━━ Excerto ━━

BC – A história com as identidades é um velho problema meu. Calhou de eu viver e escrever num mundo e num tempo obcecados pelas identidades, como se elas fossem atributos da natureza. Isso me aborrece. As pessoas acham que ter uma identidade as torna mais livres, mas eu acho que é o contrário, as identidades são prisões. No melhor dos casos, servem de muletas de sentido pra quem não tem força pra encarar o mal-estar da falta de sentido, que é (ou foi) a matéria-prima das artes. Detesto ter que corresponder à identidade que me atribuem e detesto ter que pertencer ao que quer que seja, clube, igreja, família, escola, nação. Acho que, de alguma maneira, essa minha reação está presente nos nomes dos personagens, na ironia dos nomes, na impossibilidade de nomear etc.

━━━

_Tarefas do exercício_
**A.** Transcreva o excerto sobre as identidades, começando em "BC – A história" e prosseguindo até "de nomear etc.".
**B.** Retome o excerto sobre as identidades a partir do ponto em que ele se encerra.
Os registros não têm qualquer papel nesta atividade.

━━ Dados para análise ━━

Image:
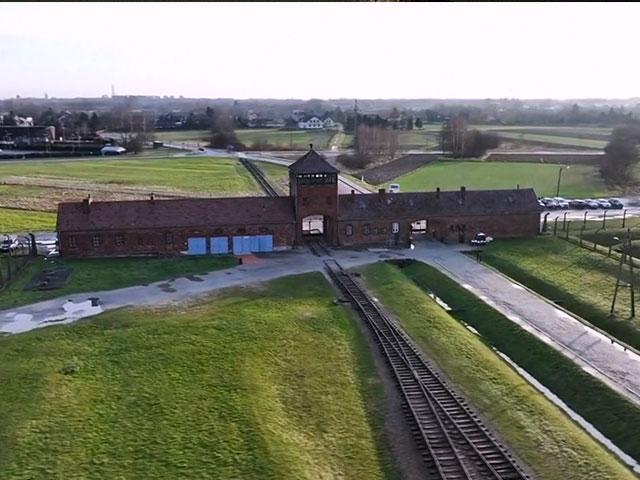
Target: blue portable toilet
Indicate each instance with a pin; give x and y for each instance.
(219, 245)
(266, 243)
(197, 246)
(255, 243)
(241, 245)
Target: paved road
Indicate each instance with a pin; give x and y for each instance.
(595, 352)
(589, 348)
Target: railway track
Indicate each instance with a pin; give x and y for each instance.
(259, 176)
(318, 248)
(452, 439)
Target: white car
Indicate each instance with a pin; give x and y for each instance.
(481, 239)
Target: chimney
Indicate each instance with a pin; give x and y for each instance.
(86, 204)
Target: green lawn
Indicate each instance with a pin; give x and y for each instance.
(178, 136)
(417, 139)
(278, 176)
(579, 280)
(613, 415)
(107, 274)
(15, 221)
(577, 181)
(225, 389)
(548, 441)
(219, 176)
(288, 139)
(555, 139)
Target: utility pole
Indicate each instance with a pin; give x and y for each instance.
(355, 125)
(623, 258)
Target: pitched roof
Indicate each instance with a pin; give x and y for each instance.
(431, 204)
(312, 162)
(175, 213)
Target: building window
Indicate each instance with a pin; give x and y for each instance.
(349, 230)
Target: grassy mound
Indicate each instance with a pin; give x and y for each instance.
(262, 383)
(548, 441)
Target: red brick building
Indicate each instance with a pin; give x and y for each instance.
(313, 209)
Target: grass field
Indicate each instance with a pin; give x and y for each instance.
(218, 176)
(293, 139)
(14, 221)
(577, 181)
(226, 389)
(178, 136)
(548, 441)
(579, 280)
(107, 274)
(278, 176)
(555, 139)
(614, 416)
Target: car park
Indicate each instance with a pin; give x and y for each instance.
(481, 239)
(615, 203)
(561, 202)
(577, 204)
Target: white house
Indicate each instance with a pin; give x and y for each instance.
(329, 124)
(313, 122)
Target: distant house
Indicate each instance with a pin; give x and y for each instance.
(112, 150)
(298, 115)
(329, 124)
(315, 123)
(311, 123)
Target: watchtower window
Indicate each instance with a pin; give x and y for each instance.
(316, 178)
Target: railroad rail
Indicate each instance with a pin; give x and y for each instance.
(318, 248)
(452, 439)
(260, 177)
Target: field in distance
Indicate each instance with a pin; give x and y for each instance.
(577, 181)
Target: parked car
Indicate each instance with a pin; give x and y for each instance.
(615, 203)
(481, 239)
(562, 203)
(578, 204)
(5, 245)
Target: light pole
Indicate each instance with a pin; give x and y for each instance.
(559, 177)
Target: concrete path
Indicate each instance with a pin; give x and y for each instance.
(73, 307)
(595, 352)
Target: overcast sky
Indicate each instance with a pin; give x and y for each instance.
(306, 50)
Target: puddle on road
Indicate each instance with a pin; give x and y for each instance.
(167, 288)
(23, 322)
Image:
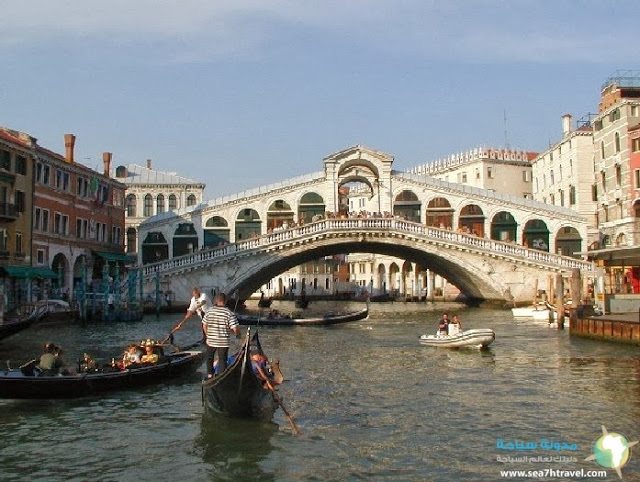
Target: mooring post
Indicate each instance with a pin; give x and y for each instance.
(560, 301)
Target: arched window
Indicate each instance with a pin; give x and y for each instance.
(148, 205)
(131, 205)
(173, 202)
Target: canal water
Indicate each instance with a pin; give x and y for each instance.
(371, 402)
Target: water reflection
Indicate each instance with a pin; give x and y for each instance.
(233, 449)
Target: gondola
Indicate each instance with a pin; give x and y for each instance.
(238, 392)
(25, 383)
(326, 319)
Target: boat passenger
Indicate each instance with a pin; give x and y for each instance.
(260, 367)
(455, 326)
(50, 361)
(149, 356)
(131, 356)
(443, 325)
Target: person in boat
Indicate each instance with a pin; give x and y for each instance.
(217, 323)
(150, 355)
(443, 324)
(260, 366)
(454, 326)
(51, 361)
(199, 304)
(132, 355)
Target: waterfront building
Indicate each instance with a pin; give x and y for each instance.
(151, 192)
(563, 175)
(506, 171)
(16, 198)
(66, 220)
(78, 219)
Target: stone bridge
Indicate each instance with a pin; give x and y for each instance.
(483, 269)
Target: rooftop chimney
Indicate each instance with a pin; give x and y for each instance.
(106, 159)
(566, 124)
(69, 143)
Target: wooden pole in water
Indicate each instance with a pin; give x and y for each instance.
(576, 295)
(560, 301)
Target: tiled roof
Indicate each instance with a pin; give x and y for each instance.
(142, 175)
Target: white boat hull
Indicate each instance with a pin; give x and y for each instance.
(479, 338)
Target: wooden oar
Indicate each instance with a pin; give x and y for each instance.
(175, 328)
(294, 426)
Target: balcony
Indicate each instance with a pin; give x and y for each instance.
(8, 211)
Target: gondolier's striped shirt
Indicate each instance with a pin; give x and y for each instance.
(219, 321)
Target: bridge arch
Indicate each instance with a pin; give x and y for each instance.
(504, 227)
(248, 224)
(471, 219)
(407, 205)
(216, 232)
(310, 206)
(472, 278)
(439, 213)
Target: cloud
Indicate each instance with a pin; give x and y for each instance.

━━━

_Respostas fornecidas_
**A.**
BC – A história com as identidades é um velho problema meu. Calhou de eu viver e escrever num mundo e num tempo obcecados pelas identidades, como se elas fossem atributos da natureza. Isso me aborrece. As pessoas acham que ter uma identidade as torna mais livres, mas eu acho que é o contrário, as identidades são prisões. No melhor dos casos, servem de muletas de sentido pra quem não tem força pra encarar o mal-estar da falta de sentido, que é (ou foi) a matéria-prima das artes. Detesto ter que corresponder à identidade que me atribuem e detesto ter que pertencer ao que quer que seja, clube, igreja, família, escola, nação. Acho que, de alguma maneira, essa minha reação está presente nos nomes dos personagens, na ironia dos nomes, na impossibilidade de nomear etc.

**B.**
Bernardo Carvalho

Aparentemente, há um consenso de que seus dois últimos romances são os que mais destoam do restante da sua obra romanesca – ao menos é algo que foi reiterado nas resenhas e comentários da penúltima Copa de Literatura. Talvez isso se deva à retomada do narrador em terceira pessoa, deixado de lado desde Onze (1995). Essa mudança foi fruto de uma busca pessoal ou algo demandado pelos últimos livros que escreveu?

BC – Acho que os dois últimos livros são muito diferentes entre si. O filho da mãe foi escrito em terceira pessoa, porque eu tinha a desculpa de que aquilo ia acabar sendo adaptado pra cinema. Isso me fez perder o pudor de escrever em terceira pessoa. O narrador não é onisciente mas ocupa um lugar muito semelhante ao do espectador de cinema. Já o Reprodução, que me parece remeter a livros anteriores, como o Teatro (1998), foi escrito nessa estranha forma de diálogo sem interlocutor, ou pelo menos com um interlocutor oculto, que tem a ver com a internet. Acho que cada livro pede a sua forma.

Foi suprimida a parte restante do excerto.